§ **AIM OF THE EXERCISE**: Swap "rough mask" for "coarse mask" throughout the rows below. Write all the rows out again with nothing else changed.
▼
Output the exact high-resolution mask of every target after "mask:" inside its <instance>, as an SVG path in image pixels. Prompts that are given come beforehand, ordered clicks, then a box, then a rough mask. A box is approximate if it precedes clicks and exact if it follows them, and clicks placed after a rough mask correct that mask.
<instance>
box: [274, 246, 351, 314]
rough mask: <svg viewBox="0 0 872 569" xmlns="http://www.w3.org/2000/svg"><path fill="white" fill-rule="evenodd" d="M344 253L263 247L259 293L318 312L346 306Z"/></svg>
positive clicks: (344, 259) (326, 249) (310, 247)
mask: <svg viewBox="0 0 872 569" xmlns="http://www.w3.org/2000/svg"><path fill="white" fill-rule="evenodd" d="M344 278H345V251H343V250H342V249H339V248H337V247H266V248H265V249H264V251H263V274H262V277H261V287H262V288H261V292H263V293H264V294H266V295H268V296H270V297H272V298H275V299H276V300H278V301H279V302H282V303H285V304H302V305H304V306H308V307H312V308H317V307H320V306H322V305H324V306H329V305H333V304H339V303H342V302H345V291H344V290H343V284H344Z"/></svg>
▲
§ **WRITTEN RESPONSE**:
Output the exact high-resolution mask of every target after "mask:" inside its <instance>, as an SVG path in image pixels. Prompts that are given come beforehand, ordered clicks, then a box, then a coarse mask. A box is approximate if it precedes clicks and exact if it follows them, and clicks placed after a coarse mask correct that mask.
<instance>
box: [274, 246, 351, 314]
coarse mask: <svg viewBox="0 0 872 569" xmlns="http://www.w3.org/2000/svg"><path fill="white" fill-rule="evenodd" d="M344 253L263 247L259 293L318 312L346 306Z"/></svg>
positive clicks: (344, 259) (326, 249) (310, 247)
mask: <svg viewBox="0 0 872 569" xmlns="http://www.w3.org/2000/svg"><path fill="white" fill-rule="evenodd" d="M344 278H345V251H343V250H342V249H339V248H337V247H266V248H265V249H264V251H263V274H262V277H261V287H262V288H261V292H263V293H264V294H266V295H268V296H270V297H272V298H275V299H276V300H278V301H279V302H282V303H285V304H302V305H304V306H308V307H312V308H317V307H320V306H322V305H324V306H329V305H333V304H339V303H342V302H345V291H344V290H343V284H344Z"/></svg>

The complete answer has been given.